Given instruction
Copy every row below word for word, leaving out the pictures.

Entries supplied

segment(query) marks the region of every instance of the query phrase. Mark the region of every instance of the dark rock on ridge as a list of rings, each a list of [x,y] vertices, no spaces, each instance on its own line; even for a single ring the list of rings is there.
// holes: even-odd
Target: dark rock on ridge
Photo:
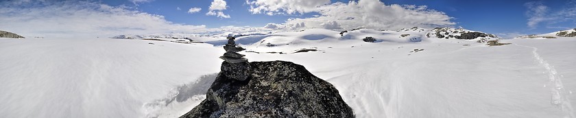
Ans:
[[[374,43],[376,42],[376,38],[374,38],[372,37],[366,37],[362,39],[362,40],[367,43]]]
[[[2,30],[0,30],[0,38],[25,38],[24,36]]]
[[[221,72],[206,99],[180,117],[355,117],[338,90],[302,65],[247,64],[252,70],[246,80]]]
[[[466,32],[461,34],[460,36],[455,36],[454,37],[458,39],[475,39],[478,37],[486,36],[488,36],[488,34],[481,32]]]

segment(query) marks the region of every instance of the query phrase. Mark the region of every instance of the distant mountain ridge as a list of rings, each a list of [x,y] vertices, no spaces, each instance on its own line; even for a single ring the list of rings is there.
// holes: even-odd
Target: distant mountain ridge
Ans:
[[[557,38],[560,37],[576,37],[576,28],[568,30],[560,30],[544,34],[531,34],[518,36],[516,38]]]
[[[25,38],[24,36],[2,30],[0,30],[0,38]]]
[[[428,38],[455,38],[471,40],[478,38],[483,38],[486,39],[498,38],[498,36],[494,34],[487,34],[481,32],[472,31],[465,29],[455,29],[451,27],[436,27],[429,32],[426,36]]]

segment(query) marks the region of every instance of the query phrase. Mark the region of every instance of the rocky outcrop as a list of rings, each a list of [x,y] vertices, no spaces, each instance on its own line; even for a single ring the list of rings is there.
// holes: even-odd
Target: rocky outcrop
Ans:
[[[426,36],[428,38],[436,37],[438,38],[456,38],[471,40],[479,37],[485,38],[496,38],[495,35],[486,34],[480,32],[470,31],[464,29],[454,29],[451,27],[437,27],[428,32]]]
[[[340,36],[344,36],[344,33],[347,33],[347,32],[348,32],[348,31],[347,31],[347,30],[344,30],[344,31],[341,32],[340,32]]]
[[[224,50],[226,51],[224,55],[220,58],[224,60],[220,69],[226,77],[240,81],[248,78],[248,73],[250,71],[250,65],[248,64],[248,59],[244,58],[245,55],[238,54],[238,51],[245,50],[240,46],[236,45],[235,39],[232,36],[228,36],[228,44],[224,45]]]
[[[206,99],[180,117],[355,117],[338,91],[303,66],[284,61],[249,64],[244,81],[219,73]]]
[[[374,43],[376,42],[376,38],[374,38],[372,37],[366,37],[362,39],[362,40],[367,43]]]
[[[512,43],[499,43],[497,40],[489,40],[487,42],[488,44],[486,45],[488,46],[501,46],[501,45],[509,45]]]
[[[562,37],[576,37],[576,28],[571,30],[560,31],[556,33],[556,36]]]
[[[0,38],[25,38],[24,36],[2,30],[0,30]]]

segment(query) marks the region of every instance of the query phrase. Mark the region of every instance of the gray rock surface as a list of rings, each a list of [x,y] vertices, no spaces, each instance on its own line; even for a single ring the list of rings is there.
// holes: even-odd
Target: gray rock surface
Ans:
[[[362,40],[367,43],[374,43],[376,42],[376,38],[374,38],[372,37],[366,37],[362,39]]]
[[[242,48],[241,47],[239,47],[237,45],[224,45],[224,50],[226,51],[231,51],[231,52],[238,52],[241,51],[243,50],[245,50],[246,49]]]
[[[25,38],[24,36],[2,30],[0,30],[0,38]]]
[[[224,56],[240,58],[245,56],[245,55],[235,53],[235,52],[228,51],[228,52],[224,53]]]
[[[227,64],[240,64],[223,62],[206,99],[180,117],[355,117],[338,90],[302,65],[241,63],[251,70],[246,80],[239,81],[230,79],[224,69],[236,66]]]
[[[220,58],[224,60],[224,62],[230,63],[241,63],[248,62],[248,59],[246,59],[245,58],[230,58],[226,56],[220,56]]]
[[[220,71],[220,73],[228,79],[244,81],[248,78],[251,68],[248,62],[231,63],[225,61],[222,62]]]

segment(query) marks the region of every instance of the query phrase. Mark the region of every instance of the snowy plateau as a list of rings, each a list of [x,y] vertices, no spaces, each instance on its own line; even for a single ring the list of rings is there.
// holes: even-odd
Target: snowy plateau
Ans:
[[[333,84],[357,117],[576,117],[576,38],[432,30],[235,35],[250,61],[293,62]],[[0,38],[0,117],[179,117],[205,99],[228,34]],[[482,41],[494,40],[511,44]]]

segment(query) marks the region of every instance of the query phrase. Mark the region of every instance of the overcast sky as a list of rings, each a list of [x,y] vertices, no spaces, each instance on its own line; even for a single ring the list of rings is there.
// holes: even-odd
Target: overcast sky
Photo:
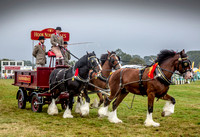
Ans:
[[[122,49],[140,56],[162,49],[200,50],[200,3],[134,0],[1,0],[0,59],[32,59],[31,30],[62,27],[72,53]],[[34,44],[38,43],[37,41]],[[51,45],[45,42],[47,49]]]

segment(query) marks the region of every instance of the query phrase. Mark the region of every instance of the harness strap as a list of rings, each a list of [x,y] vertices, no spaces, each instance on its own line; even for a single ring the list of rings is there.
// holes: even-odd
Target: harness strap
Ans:
[[[104,76],[102,75],[102,73],[100,73],[97,77],[98,77],[101,81],[107,82],[107,78],[104,77]]]
[[[145,71],[145,68],[140,69],[139,71],[139,90],[142,96],[147,95],[147,92],[144,88],[143,81],[142,81],[142,76],[143,76],[144,71]]]
[[[172,82],[171,80],[169,80],[165,74],[163,73],[163,71],[161,70],[160,66],[157,66],[156,68],[156,75],[158,76],[158,80],[160,82],[162,82],[165,85],[170,85]]]

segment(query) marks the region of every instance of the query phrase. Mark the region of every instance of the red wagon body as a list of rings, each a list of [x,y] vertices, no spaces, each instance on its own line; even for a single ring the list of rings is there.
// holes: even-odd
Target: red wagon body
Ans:
[[[49,56],[51,60],[55,55]],[[31,103],[31,108],[34,112],[42,111],[42,106],[51,103],[51,93],[49,91],[49,76],[55,67],[38,67],[37,71],[15,71],[14,86],[18,86],[17,92],[18,107],[26,108],[26,102]],[[68,66],[56,66],[59,68],[68,68]],[[64,109],[66,106],[69,93],[62,92],[57,104],[61,104]]]

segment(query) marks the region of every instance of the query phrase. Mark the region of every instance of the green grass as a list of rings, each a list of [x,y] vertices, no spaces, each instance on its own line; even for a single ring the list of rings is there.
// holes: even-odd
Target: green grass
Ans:
[[[98,118],[97,109],[82,118],[63,119],[60,105],[57,116],[49,116],[48,105],[41,113],[33,113],[30,103],[26,109],[18,109],[18,87],[13,80],[0,80],[0,136],[200,136],[200,81],[190,85],[172,85],[169,94],[176,99],[175,113],[161,117],[165,101],[154,104],[153,118],[160,127],[145,127],[147,98],[136,96],[133,109],[128,109],[133,94],[129,94],[118,107],[120,124],[110,123],[107,118]],[[91,95],[91,102],[97,97]],[[125,104],[126,103],[126,104]]]

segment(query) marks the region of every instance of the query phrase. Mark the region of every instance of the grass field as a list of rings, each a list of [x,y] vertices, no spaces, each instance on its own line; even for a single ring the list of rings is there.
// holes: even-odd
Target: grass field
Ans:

Exercise response
segment(query) marks the region of every instance of the query phrase. Mark the region of every instance of the dark rock on ridge as a list of rings, each a list of [x,y] vertices, no spaces, each instance on its own line; even for a single ring the list of rings is there.
// holes: even-odd
Target: dark rock on ridge
Photo:
Ans:
[[[374,43],[376,42],[376,38],[374,38],[372,37],[366,37],[362,39],[362,40],[367,43]]]
[[[2,30],[0,30],[0,38],[25,38],[24,36]]]
[[[221,72],[206,99],[180,117],[355,117],[338,90],[302,65],[247,64],[252,70],[246,80]]]
[[[466,32],[461,34],[460,36],[455,36],[454,37],[458,39],[475,39],[478,37],[486,36],[488,36],[488,34],[481,32]]]

segment(query) marks the region of every instance of the query phrase. Mark the region of every instance of the distant mountain ridge as a list of rings, each a list of [x,y] vertices, no spaces, each instance on its own line; even for a single ring the list of rings is there.
// holes: even-odd
Target: distant mountain ridge
Ans:
[[[557,38],[560,37],[576,37],[576,28],[568,30],[560,30],[544,34],[531,34],[518,36],[516,38]]]
[[[25,38],[24,36],[2,30],[0,30],[0,38]]]
[[[428,38],[455,38],[471,40],[478,38],[483,38],[486,39],[498,38],[498,36],[494,34],[487,34],[481,32],[472,31],[465,29],[455,29],[451,27],[436,27],[429,32],[426,36]]]

segment(query) marks the region of every instance of the query phrase. Mark the region of every instance of the rocky outcrop as a list of rings, each a list of [x,y] vertices, no spaces, each instance on its own line; even for a single ring the list of rings is there.
// holes: even-odd
Target: rocky outcrop
Ans:
[[[426,36],[428,38],[436,37],[438,38],[456,38],[471,40],[479,37],[485,38],[496,38],[495,35],[486,34],[480,32],[470,31],[464,29],[454,29],[451,27],[437,27],[428,32]]]
[[[340,36],[344,36],[344,33],[347,33],[347,32],[348,32],[348,31],[347,31],[347,30],[344,30],[344,31],[341,32],[340,32]]]
[[[224,50],[226,51],[224,55],[220,58],[224,60],[220,69],[226,77],[240,81],[248,78],[248,73],[250,71],[250,65],[248,64],[248,59],[244,58],[245,55],[238,54],[238,51],[245,50],[240,46],[236,45],[235,39],[232,36],[228,36],[228,44],[224,45]]]
[[[206,99],[180,117],[355,117],[338,91],[303,66],[284,61],[249,64],[244,81],[219,73]]]
[[[374,43],[376,42],[376,38],[374,38],[372,37],[366,37],[362,39],[362,40],[367,43]]]
[[[512,43],[499,43],[497,40],[489,40],[487,42],[488,44],[486,45],[488,46],[501,46],[501,45],[509,45]]]
[[[562,37],[576,37],[576,28],[571,30],[560,31],[556,33],[556,36]]]
[[[0,38],[25,38],[24,36],[2,30],[0,30]]]

segment(query) marks the region of every instance of the query phrase. Mark the region of every instance of the gray rock surface as a list of rings, each a list of [x,y] vertices, no spaces, each instance on its own line; even for a single ring the list of rings is there.
// holes: even-odd
Target: gray rock surface
Ans:
[[[362,40],[367,43],[374,43],[376,42],[376,38],[374,38],[372,37],[366,37],[362,39]]]
[[[242,48],[241,47],[239,47],[237,45],[224,45],[224,50],[226,51],[231,51],[231,52],[238,52],[241,51],[243,50],[245,50],[246,49]]]
[[[25,38],[24,36],[2,30],[0,30],[0,38]]]
[[[224,56],[240,58],[245,56],[245,55],[235,53],[235,52],[228,51],[228,52],[224,53]]]
[[[227,64],[240,64],[223,62],[206,99],[180,117],[355,117],[338,90],[302,65],[241,63],[251,70],[246,80],[239,81],[230,79],[224,69],[236,66]]]
[[[220,58],[224,60],[224,62],[230,63],[241,63],[248,62],[248,59],[246,59],[245,58],[230,58],[226,56],[220,56]]]
[[[220,71],[220,73],[228,79],[244,81],[248,78],[251,68],[248,62],[231,63],[225,61],[222,62]]]

segment(query) marks the region of every instance of the query phrase. Mark the region of every instance of the snowy plateau as a list of rings, each a list of [x,y] vertices, no spaces, each instance on its own line; even for a single ring the list of rings is there.
// holes: even-odd
Target: snowy plateau
Ans:
[[[333,84],[357,117],[576,117],[576,38],[432,30],[235,35],[250,61],[293,62]],[[0,38],[0,117],[179,117],[205,99],[228,34]],[[482,41],[494,40],[511,44]]]

segment(query) marks the region of every instance of the query phrase. Mark the region of every instance of the overcast sky as a list of rings, each a list of [x,y] vertices, no spaces, each instance on its own line; even for a single ring the list of rings is there.
// holes: even-odd
Target: overcast sky
Photo:
Ans:
[[[122,49],[140,56],[162,49],[200,50],[200,3],[134,0],[1,0],[0,59],[32,59],[31,30],[62,27],[72,53]],[[34,44],[38,43],[37,41]],[[51,45],[45,42],[47,49]]]

segment(query) marks the region of every instance of the query phrase. Mark the region of every instance of the harness strap as a list of rings, each a list of [x,y] vertices, no spaces, each instance on its own line; even for a single ring the list of rings is there.
// holes: even-odd
Target: harness strap
Ans:
[[[104,76],[102,75],[102,73],[100,73],[97,77],[98,77],[101,81],[107,82],[107,78],[104,77]]]
[[[145,71],[145,68],[140,69],[139,71],[139,90],[142,96],[147,95],[147,92],[144,88],[143,81],[142,81],[142,76],[143,76],[144,71]]]
[[[172,82],[171,80],[169,80],[165,74],[163,73],[163,71],[161,70],[160,66],[157,66],[156,68],[156,75],[158,76],[158,80],[160,82],[162,82],[165,85],[170,85]]]

segment(query) marks the region of every instance of the query phrase. Mark the region of every instance of the red wagon body as a list of rings, each a list of [x,y] vertices, no spaces, each instance on its own line; even for a single ring the list of rings is there.
// holes: even-odd
Target: red wagon body
Ans:
[[[49,56],[51,60],[55,55]],[[31,103],[31,108],[34,112],[42,111],[42,106],[51,103],[51,93],[49,91],[49,76],[55,67],[38,67],[37,71],[15,71],[14,86],[18,86],[17,92],[18,107],[26,108],[26,102]],[[68,66],[56,66],[59,68],[68,68]],[[64,109],[66,106],[69,93],[62,92],[57,104],[61,104]]]

segment(query) marks the region of every instance of the query phrase. Mark the region of every instance of the green grass as a list of rings, each a list of [x,y] vertices, no spaces, each instance on its own line; even for a single ring the list of rings is there.
// holes: even-odd
Target: green grass
Ans:
[[[98,118],[97,109],[82,118],[63,119],[60,105],[57,116],[49,116],[48,105],[41,113],[33,113],[30,103],[26,109],[18,109],[18,87],[13,80],[0,80],[0,136],[200,136],[200,81],[190,85],[172,85],[169,94],[176,99],[175,113],[161,117],[165,101],[154,104],[153,118],[160,127],[145,127],[147,98],[136,96],[133,109],[128,109],[133,94],[129,94],[118,107],[120,124],[110,123],[107,118]],[[91,95],[91,102],[97,97]],[[125,104],[126,103],[126,104]]]

segment(query) marks the region of every instance of the query phrase. Mark the region of every instance of the grass field as a list of rings, each a list of [x,y] vertices, no spaces, each instance on its own line; even for a single ring the list of rings is there.
// holes: even-odd
Target: grass field
Ans:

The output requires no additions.